● **What to do**
Pull out every line of the records that contains the word "motorcycle", matching case exactly.
== Source data
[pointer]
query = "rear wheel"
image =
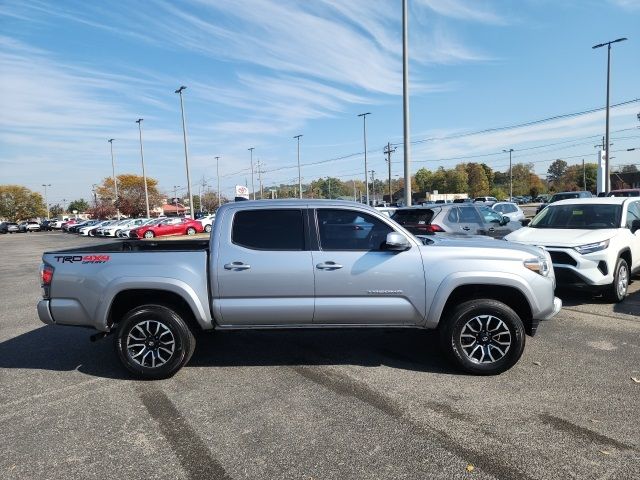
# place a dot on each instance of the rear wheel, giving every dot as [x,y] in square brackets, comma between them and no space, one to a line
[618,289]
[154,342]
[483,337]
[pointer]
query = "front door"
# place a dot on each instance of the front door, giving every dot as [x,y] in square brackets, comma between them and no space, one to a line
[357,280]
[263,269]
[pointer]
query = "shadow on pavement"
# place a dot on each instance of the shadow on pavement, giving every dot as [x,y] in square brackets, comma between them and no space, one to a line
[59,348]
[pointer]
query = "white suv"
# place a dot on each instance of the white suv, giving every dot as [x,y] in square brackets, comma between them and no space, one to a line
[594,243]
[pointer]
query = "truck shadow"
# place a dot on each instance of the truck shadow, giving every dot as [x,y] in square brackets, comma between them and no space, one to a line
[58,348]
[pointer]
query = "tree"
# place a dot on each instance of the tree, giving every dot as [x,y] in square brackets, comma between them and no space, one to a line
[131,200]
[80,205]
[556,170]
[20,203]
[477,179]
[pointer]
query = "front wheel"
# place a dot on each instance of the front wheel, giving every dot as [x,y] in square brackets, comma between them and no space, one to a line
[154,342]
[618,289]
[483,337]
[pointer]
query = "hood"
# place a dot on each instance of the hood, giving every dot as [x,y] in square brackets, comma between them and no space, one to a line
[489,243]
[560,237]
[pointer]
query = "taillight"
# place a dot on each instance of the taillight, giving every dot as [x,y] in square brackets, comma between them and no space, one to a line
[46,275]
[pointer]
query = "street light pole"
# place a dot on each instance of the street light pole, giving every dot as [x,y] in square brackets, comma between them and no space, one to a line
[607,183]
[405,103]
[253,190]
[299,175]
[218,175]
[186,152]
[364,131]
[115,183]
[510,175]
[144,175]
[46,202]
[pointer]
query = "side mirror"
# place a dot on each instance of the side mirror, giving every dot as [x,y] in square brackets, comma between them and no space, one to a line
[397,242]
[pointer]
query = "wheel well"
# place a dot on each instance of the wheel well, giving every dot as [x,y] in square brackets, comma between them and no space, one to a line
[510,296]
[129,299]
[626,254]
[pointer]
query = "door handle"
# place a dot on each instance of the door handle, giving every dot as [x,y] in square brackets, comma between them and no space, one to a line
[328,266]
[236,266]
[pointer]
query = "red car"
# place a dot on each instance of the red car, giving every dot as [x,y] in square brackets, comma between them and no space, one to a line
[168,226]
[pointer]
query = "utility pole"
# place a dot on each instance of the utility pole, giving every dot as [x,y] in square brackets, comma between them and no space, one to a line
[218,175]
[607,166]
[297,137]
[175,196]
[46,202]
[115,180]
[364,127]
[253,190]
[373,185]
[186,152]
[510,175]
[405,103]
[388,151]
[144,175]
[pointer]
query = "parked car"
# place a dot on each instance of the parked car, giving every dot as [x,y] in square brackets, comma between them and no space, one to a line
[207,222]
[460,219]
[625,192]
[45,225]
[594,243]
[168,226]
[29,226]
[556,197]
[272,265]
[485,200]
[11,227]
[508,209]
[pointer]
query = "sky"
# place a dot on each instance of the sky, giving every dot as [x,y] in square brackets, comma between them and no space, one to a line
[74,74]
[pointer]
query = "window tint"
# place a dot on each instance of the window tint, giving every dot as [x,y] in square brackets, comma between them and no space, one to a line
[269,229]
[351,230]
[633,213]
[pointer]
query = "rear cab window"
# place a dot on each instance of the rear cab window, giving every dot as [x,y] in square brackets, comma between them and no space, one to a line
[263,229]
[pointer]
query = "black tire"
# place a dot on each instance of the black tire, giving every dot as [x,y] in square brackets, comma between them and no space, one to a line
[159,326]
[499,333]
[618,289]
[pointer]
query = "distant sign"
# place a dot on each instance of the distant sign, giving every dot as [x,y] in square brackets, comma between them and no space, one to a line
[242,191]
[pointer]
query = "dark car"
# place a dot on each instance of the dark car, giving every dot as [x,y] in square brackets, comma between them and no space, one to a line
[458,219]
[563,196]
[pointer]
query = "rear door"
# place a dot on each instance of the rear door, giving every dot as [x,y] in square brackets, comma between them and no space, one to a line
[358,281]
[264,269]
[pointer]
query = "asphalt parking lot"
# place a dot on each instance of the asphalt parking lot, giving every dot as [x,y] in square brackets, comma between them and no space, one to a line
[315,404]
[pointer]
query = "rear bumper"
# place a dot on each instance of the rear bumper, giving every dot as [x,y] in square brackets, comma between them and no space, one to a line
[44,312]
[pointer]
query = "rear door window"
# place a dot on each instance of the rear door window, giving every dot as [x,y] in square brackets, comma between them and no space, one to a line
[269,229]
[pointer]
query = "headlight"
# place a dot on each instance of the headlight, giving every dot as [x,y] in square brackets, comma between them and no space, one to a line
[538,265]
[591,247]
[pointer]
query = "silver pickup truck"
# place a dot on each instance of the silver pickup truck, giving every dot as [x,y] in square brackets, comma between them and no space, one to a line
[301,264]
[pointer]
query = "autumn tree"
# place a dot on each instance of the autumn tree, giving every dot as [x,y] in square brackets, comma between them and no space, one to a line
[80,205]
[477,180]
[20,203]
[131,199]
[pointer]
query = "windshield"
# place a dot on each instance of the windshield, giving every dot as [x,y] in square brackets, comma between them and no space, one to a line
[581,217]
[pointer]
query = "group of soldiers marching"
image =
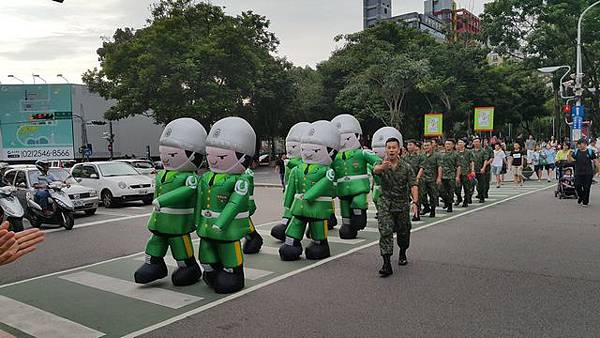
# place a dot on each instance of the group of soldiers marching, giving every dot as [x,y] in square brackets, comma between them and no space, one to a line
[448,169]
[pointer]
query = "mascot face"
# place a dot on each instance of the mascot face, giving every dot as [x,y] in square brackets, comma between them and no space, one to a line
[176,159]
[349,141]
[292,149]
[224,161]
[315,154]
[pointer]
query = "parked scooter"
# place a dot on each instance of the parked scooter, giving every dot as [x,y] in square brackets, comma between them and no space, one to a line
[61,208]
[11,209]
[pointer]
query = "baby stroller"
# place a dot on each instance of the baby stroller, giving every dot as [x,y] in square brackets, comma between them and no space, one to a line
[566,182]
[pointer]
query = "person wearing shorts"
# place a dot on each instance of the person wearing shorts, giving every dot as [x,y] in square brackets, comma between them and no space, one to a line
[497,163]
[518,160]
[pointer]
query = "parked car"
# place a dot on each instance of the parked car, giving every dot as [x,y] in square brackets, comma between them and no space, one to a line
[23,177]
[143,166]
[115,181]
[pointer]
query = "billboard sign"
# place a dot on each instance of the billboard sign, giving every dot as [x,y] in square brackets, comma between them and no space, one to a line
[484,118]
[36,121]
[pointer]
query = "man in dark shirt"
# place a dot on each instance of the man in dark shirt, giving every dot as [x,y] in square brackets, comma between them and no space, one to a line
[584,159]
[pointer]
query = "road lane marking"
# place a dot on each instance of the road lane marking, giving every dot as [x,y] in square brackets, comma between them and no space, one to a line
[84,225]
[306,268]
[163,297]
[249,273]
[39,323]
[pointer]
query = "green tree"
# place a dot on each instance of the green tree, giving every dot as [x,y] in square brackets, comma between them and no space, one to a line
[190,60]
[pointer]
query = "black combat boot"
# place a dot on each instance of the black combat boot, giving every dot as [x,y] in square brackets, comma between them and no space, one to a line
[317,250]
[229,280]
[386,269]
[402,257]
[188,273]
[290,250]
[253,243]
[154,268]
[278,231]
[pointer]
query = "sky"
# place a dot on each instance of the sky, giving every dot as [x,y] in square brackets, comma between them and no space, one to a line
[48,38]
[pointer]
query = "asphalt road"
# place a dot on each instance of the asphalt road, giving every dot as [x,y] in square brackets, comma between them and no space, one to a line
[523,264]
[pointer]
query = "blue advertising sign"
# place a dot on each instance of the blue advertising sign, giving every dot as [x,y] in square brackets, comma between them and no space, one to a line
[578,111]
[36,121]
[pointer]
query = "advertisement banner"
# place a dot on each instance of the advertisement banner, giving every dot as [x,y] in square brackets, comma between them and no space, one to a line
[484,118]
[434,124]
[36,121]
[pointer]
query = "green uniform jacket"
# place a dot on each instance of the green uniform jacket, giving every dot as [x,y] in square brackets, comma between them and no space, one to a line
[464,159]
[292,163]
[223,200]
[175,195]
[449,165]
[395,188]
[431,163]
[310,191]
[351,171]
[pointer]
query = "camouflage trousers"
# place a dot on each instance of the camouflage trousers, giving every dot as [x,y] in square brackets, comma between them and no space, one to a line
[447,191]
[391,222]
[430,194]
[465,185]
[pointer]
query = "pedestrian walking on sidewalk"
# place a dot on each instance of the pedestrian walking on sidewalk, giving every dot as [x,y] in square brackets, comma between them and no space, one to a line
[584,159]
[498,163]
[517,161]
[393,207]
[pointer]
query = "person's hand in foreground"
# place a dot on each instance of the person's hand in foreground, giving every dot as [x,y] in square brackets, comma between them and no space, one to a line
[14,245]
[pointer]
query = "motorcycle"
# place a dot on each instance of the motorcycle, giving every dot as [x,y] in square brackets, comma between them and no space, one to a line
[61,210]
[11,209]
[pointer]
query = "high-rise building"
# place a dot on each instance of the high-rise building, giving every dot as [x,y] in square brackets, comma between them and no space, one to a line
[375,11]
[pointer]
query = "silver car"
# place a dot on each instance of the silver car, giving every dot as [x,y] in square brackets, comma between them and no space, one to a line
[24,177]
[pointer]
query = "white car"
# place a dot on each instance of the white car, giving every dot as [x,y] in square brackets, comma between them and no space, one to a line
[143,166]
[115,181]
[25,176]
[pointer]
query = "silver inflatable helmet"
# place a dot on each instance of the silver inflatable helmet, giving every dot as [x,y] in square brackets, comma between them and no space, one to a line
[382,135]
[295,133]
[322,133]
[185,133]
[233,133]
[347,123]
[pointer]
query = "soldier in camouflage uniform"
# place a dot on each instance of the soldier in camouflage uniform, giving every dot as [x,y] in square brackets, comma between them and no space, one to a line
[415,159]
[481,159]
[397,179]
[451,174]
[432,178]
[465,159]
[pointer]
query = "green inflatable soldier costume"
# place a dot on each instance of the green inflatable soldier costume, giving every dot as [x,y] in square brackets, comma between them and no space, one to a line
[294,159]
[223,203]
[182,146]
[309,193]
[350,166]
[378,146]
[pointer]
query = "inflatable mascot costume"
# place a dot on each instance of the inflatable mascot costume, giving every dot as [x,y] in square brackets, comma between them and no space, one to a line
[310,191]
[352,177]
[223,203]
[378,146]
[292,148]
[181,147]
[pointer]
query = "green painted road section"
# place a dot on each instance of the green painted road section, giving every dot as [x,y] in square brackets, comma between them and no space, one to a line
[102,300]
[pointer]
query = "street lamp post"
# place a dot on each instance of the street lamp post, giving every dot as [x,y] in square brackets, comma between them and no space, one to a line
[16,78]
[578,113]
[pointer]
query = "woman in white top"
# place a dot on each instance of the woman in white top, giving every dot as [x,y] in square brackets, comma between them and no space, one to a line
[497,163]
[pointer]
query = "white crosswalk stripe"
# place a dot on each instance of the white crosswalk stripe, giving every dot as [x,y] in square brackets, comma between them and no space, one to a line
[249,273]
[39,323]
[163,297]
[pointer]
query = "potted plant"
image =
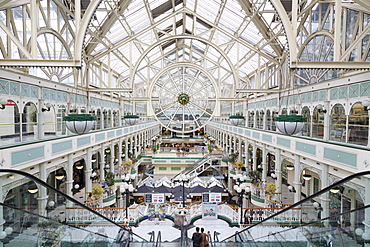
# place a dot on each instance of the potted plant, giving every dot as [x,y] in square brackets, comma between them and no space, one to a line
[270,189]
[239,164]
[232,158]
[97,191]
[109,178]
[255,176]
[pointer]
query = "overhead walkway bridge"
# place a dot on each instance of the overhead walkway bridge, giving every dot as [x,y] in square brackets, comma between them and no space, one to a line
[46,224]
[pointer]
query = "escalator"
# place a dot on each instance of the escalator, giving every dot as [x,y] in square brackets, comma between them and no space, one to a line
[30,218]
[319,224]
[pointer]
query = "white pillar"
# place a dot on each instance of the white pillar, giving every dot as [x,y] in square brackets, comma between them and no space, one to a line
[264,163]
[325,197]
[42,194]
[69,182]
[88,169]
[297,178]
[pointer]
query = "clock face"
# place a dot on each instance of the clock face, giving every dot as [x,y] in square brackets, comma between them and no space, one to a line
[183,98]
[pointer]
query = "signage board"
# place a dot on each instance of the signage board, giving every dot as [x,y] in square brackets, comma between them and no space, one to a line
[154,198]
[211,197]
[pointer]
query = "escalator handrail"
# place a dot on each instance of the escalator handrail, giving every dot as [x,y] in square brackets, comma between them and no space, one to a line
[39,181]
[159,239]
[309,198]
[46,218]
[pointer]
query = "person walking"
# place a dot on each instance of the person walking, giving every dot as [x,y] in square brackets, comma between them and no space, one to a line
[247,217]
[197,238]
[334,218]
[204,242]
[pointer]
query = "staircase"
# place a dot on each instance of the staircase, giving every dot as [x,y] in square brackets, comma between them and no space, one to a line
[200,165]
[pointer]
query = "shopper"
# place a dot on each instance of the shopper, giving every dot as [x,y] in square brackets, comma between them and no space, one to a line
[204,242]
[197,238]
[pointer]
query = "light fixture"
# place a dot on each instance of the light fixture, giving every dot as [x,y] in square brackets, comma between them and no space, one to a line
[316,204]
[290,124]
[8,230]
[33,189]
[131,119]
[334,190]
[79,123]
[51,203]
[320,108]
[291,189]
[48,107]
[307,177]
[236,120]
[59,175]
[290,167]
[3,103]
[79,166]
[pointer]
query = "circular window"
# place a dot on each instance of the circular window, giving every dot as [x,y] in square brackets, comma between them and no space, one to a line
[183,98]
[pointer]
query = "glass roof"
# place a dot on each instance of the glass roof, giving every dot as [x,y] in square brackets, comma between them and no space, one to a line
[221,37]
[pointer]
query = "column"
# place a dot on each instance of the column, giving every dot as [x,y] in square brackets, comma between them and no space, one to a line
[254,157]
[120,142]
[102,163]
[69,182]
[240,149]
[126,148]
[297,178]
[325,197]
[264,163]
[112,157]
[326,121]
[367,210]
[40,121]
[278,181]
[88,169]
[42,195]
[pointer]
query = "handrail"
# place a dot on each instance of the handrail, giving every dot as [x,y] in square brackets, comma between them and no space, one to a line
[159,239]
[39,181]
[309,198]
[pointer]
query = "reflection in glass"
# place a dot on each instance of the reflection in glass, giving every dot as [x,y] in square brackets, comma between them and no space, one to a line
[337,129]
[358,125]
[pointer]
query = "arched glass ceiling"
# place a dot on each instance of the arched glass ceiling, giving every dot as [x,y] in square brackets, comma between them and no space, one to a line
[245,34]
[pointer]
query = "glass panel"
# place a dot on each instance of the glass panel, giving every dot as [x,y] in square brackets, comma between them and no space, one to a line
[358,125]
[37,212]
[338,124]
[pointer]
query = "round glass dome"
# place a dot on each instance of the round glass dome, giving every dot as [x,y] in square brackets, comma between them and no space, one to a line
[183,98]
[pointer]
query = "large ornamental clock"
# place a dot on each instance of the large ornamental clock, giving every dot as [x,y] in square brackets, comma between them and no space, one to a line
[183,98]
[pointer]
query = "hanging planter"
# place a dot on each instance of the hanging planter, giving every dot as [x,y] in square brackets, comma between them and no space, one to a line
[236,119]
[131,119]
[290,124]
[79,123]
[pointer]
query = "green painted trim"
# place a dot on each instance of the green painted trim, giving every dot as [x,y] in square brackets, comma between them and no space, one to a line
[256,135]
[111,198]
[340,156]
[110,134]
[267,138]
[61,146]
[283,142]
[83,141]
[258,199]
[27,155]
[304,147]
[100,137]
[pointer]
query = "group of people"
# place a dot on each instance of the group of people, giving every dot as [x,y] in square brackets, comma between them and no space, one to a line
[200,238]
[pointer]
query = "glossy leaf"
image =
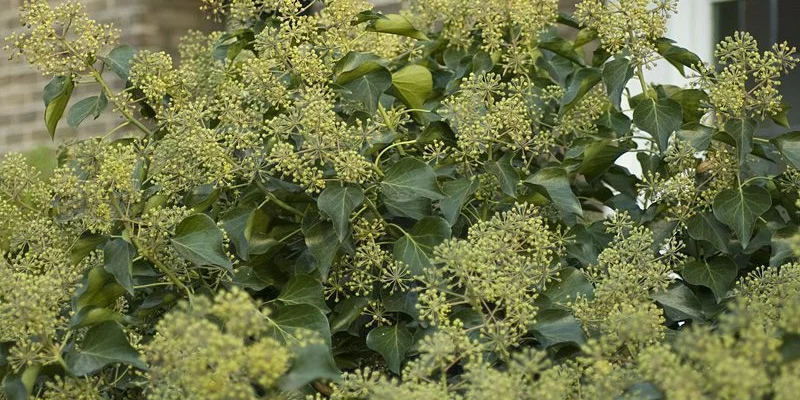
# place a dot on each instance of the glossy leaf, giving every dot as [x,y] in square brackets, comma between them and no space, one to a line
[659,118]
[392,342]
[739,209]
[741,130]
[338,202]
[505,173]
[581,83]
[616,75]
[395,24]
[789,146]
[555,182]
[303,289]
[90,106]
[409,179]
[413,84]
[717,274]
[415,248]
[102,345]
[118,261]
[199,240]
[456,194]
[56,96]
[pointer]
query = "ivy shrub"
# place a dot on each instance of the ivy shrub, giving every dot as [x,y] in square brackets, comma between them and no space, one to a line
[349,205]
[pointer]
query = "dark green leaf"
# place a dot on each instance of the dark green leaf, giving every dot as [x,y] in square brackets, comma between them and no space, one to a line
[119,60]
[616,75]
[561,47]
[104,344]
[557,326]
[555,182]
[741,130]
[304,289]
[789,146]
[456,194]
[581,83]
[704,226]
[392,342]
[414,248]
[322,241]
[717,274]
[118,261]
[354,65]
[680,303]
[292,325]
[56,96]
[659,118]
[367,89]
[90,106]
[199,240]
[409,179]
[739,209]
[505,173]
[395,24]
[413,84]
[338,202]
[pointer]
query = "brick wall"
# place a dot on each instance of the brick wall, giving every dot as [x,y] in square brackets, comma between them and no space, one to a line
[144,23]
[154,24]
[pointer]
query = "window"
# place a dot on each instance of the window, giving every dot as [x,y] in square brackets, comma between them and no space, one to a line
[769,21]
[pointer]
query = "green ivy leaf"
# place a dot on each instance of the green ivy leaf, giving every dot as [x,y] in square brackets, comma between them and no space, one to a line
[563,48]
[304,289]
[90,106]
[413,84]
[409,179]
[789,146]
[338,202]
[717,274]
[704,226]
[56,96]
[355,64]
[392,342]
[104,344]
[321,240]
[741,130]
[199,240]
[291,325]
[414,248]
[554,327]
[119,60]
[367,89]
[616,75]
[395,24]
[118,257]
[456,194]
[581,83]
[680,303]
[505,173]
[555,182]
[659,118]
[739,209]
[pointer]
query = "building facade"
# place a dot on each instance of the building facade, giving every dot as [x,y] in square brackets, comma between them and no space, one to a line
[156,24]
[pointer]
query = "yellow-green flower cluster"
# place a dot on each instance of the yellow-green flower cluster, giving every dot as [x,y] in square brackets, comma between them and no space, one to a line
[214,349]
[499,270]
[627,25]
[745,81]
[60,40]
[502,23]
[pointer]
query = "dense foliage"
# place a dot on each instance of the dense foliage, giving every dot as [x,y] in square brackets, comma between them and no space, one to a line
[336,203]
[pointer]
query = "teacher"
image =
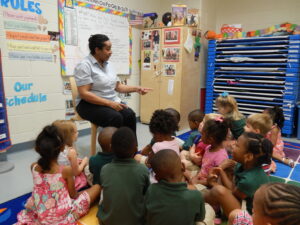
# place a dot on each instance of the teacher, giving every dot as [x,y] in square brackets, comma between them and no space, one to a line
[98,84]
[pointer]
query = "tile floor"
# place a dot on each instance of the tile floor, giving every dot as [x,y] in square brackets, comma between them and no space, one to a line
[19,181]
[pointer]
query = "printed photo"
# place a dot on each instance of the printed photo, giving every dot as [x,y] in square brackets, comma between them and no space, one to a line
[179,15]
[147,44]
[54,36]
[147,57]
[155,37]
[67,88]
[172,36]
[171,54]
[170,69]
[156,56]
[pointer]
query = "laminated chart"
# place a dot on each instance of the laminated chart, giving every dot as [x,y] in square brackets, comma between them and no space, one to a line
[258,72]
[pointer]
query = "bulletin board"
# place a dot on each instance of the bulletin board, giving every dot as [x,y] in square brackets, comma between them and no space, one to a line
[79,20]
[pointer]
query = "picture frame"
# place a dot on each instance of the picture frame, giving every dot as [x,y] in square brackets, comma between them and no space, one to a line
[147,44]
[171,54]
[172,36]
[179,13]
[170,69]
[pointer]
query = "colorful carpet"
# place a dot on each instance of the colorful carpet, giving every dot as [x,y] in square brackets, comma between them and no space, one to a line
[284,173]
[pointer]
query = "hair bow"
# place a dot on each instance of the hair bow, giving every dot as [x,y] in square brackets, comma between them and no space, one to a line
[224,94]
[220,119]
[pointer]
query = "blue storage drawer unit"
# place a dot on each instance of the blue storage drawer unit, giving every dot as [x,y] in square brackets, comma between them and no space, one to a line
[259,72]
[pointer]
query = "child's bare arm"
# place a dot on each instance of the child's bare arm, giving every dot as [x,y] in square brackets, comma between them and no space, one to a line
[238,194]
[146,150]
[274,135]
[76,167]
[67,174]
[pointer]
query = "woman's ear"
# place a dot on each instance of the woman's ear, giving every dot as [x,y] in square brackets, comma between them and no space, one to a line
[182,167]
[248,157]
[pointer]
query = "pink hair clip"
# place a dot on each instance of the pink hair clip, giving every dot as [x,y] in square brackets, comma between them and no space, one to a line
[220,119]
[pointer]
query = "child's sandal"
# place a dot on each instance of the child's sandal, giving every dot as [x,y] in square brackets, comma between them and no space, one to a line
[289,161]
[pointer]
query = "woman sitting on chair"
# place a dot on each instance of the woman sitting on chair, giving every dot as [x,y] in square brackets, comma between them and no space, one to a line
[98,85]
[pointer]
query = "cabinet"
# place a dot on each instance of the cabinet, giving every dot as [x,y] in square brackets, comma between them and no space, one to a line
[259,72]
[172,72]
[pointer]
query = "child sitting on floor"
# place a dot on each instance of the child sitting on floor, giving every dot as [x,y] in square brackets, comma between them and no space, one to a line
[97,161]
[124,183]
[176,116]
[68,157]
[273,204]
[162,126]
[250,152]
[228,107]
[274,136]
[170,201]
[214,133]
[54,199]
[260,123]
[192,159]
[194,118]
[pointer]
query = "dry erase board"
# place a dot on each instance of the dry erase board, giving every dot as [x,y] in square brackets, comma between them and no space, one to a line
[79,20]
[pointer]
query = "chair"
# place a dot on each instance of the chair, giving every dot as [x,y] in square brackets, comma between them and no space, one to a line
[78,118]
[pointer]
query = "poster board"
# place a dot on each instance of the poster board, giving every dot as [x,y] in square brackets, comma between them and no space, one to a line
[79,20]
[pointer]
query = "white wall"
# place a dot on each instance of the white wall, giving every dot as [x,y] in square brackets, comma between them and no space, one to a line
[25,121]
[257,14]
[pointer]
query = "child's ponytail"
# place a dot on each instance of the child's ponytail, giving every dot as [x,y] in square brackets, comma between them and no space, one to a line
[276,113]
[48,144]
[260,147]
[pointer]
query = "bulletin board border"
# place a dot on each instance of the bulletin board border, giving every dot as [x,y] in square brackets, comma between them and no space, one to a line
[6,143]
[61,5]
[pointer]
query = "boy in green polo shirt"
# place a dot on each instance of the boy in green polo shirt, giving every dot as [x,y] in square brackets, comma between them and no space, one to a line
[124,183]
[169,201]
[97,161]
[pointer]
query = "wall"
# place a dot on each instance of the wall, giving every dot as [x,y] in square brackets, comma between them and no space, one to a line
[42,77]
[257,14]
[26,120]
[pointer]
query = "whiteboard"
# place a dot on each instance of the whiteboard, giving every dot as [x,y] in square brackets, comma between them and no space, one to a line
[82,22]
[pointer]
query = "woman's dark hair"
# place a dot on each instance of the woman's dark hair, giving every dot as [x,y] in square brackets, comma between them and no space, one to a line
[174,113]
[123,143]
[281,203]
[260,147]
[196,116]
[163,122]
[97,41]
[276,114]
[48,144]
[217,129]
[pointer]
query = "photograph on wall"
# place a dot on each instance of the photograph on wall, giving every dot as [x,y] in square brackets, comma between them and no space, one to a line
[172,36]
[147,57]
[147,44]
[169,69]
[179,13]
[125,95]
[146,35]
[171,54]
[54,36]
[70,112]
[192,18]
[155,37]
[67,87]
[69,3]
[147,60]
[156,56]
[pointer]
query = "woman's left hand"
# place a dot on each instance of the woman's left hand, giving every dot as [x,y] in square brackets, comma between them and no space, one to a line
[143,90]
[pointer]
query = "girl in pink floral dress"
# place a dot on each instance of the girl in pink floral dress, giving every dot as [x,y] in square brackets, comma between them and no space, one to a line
====
● **Result of the exercise**
query = "motorcycle"
# place a dot on each instance of the motorcycle, giving every dot as [x,y] in square brackets, comma between them and no space, one to a line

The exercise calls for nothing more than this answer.